__PROVIDED PASSAGE__

▶

Sweet Revenge: Florida Couple Who Got Screwed By Bank of America Sends Sheriffs to Foreclose on Bank Branch


The best kind of poetic justice took place this week when a wrongfully foreclosed-on Florida couple sent a lawyer, sheriff's deputies, and movers to a Bank of America branch to get money they were owed, using the same brutally intimidating manner the banks use to evict those whose homes they foreclose on.

Bank of America has been in the spotlight for reasons like this before, due to a batch of lawsuits claiming wrongful or unwarned foreclosures, in which bank officials would break into the house of an unwitting mortage client and take possession of personal items--even when the homeowner didn't know about the impending action, as in the notorious case where the bank took possession of an urn of ashes.

The Nyerges, a Florida couple, found themselves in danger of being in the same situation--except they weren't even behind on their mortgage payments like some previous plaintiffs. In fact, they didn't have any payments to make, and the bank initiated foreclosure proceedings against them anyway.

Tara Nicholle-Nelson at Time's Moneyland blog describes the circumstances that led this aggrieved couple to take revenge on Bank of America: 

In 2009, retired police officer Warren Nyerges and his wife, Maureen Collier, paid $165,000 cash for their 2,700 square foot home in the Golden Gate Estates subdivision, and never took a mortgage out on it. So imagine their surprise when, in February of 2010, Bank of America initiated foreclosure proceedings against them. The Nyerges hired an attorney, Todd Allen, to defend them against the wrongful foreclosure, and the bank eventually abandoned the matter.

◀

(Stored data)
▶

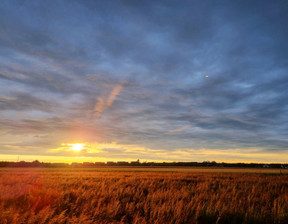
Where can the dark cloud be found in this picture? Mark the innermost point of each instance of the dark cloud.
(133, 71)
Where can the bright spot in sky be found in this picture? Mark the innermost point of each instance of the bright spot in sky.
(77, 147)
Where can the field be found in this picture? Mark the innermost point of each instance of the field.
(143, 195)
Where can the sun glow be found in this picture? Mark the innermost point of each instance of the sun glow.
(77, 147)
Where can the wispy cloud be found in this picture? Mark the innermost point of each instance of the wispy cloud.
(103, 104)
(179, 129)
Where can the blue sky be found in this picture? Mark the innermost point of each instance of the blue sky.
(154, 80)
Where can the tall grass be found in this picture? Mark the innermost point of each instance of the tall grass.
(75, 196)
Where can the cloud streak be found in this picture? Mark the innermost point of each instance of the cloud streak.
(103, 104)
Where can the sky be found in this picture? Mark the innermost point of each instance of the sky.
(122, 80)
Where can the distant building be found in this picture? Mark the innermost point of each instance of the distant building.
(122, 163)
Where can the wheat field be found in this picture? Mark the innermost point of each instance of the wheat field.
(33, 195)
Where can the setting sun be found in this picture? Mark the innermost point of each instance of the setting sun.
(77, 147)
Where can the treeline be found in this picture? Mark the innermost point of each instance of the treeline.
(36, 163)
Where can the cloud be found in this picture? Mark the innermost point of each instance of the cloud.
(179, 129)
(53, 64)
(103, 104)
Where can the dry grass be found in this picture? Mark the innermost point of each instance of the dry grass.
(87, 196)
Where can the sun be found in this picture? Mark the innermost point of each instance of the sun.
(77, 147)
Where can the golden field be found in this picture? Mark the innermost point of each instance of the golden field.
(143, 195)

◀
▶

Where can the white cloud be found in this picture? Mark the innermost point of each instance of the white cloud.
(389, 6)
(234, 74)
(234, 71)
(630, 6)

◀

Continue the article about the Florida couple and Bank of America, picking up after its last sentence. The stored data stands apart from the article and is not part of it.

__ANSWER TO THIS EXERCISE__
But the story continues: the couple, the Nyerges, had incurred some legal fees to get rid of this nuisance of a non-foreclosure, and they understandably wanted the bank to pay those fees. They requested the money repeatedly, and then a circuit judge ordered Bank of America to pay up--but to no avail.

At last they decided to turn the tables. They sent their attorney, along with a pair of sheriff's deputies, to "foreclose" on the local bank branch. "I'm leaving the building with either cash, a check or a whole lot of furniture," Todd Allen, the Nyerges' attorney said as he walked into the branch, according to USA Today.

With two rather intimidating 

sheriff's deputies at his side and moving trucks out back, Allen stood and waited for the money to be delivered to his clients, threatening to leave with whatever it took to make the payment: furniture, computers, cash from the tellers.

"Having two sheriff's deputies sitting across your desk and a lawyer standing up behind them demanding whatever assets are in the bank can be intimidating, but so is having your home foreclosed on, when it wasn't right," Allen said, according to NPR.

After an hour of this tense situation -- which left the bank manager "shaken," in Allen's words -- the check was cut, and the bank apologized for "miscommunication." 

The couple got their legal fees paid, and most importantly, their "sweet justice."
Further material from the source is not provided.